It is true that a living revocable trust does not need to pass through the probate administration process for distribution of the settlor or grantor’s assets.  However, it does NOT mean that the trust is immune to court involvement.  A settlor, grantor, trustee, trustee beneficiary or an heir of the settlor or grantor who was disinherited can drag the trust into court and contest its terms.  Generally, a trust can be contested for the same reasons that someone’s last will and testament can be contested.  A contestant to a trust contest is often seeking to set aside a trust or a trust amendment so that the assets may be distributed according to a will, intestate succession or an earlier trust.  The contestant may also look for the court to modify the terms of the trust itself.

WHO CAN CONTEST A TRUST?

The probate court “may intervene in the administration of a trust to the extent its jurisdiction is invoked by an interested person or as provided by law.”  MCL 700.7201(1).  Those “interested persons” include, but not necessarily limited to, the following:

  • The grantor or settlor of the revocable trust.
  • The current trustee(s) or trust director(s).
  • Qualified trust beneficiaries affected by the contestant’s claim for relief.
  • Holders of a power of appointment affected by the contestant’s claim for relief.
  • If the grantor or settlor is an incapacitated person, those persons entitled to be reasonably notified.
  • If necessary under the circumstances, the heirs and devisees of the grantor or settlor.
  • If there are no heirs or beneficiaries, the Attorney General’s office may have to be notified.

 

WHAT GROUNDS MAY A TRUST BE CONTESTED?

----------------------------------------

[DIRECTIONS]
• A. Write out the passage on contesting a trust word for word.
• B. Rewrite the records as a two-column CSV with the headers request and answer. Use one row per record, starting at the first record and ending at the line that contains "column 239, row 408". Put each field in quotation marks and replace line breaks with spaces.

----------------------------------------

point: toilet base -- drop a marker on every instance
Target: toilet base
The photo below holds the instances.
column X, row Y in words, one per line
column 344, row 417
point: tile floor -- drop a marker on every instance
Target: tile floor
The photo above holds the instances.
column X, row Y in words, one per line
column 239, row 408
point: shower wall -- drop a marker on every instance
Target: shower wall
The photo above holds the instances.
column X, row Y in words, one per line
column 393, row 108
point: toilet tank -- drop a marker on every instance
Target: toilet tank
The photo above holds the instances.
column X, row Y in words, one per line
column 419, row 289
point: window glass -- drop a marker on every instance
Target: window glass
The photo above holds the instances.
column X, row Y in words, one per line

----------------------------------------

[ANSWERS PER TASK]
• A.
It is true that a living revocable trust does not need to pass through the probate administration process for distribution of the settlor or grantor’s assets.  However, it does NOT mean that the trust is immune to court involvement.  A settlor, grantor, trustee, trustee beneficiary or an heir of the settlor or grantor who was disinherited can drag the trust into court and contest its terms.  Generally, a trust can be contested for the same reasons that someone’s last will and testament can be contested.  A contestant to a trust contest is often seeking to set aside a trust or a trust amendment so that the assets may be distributed according to a will, intestate succession or an earlier trust.  The contestant may also look for the court to modify the terms of the trust itself.

WHO CAN CONTEST A TRUST?

The probate court “may intervene in the administration of a trust to the extent its jurisdiction is invoked by an interested person or as provided by law.”  MCL 700.7201(1).  Those “interested persons” include, but not necessarily limited to, the following:

  • The grantor or settlor of the revocable trust.
  • The current trustee(s) or trust director(s).
  • Qualified trust beneficiaries affected by the contestant’s claim for relief.
  • Holders of a power of appointment affected by the contestant’s claim for relief.
  • If the grantor or settlor is an incapacitated person, those persons entitled to be reasonably notified.
  • If necessary under the circumstances, the heirs and devisees of the grantor or settlor.
  • If there are no heirs or beneficiaries, the Attorney General’s office may have to be notified.

 

WHAT GROUNDS MAY A TRUST BE CONTESTED?

• B.
request,answer
"point: toilet base -- drop a marker on every instance Target: toilet base The photo below holds the instances. column X, row Y in words, one per line","column 344, row 417"
"point: tile floor -- drop a marker on every instance Target: tile floor The photo above holds the instances. column X, row Y in words, one per line","column 239, row 408"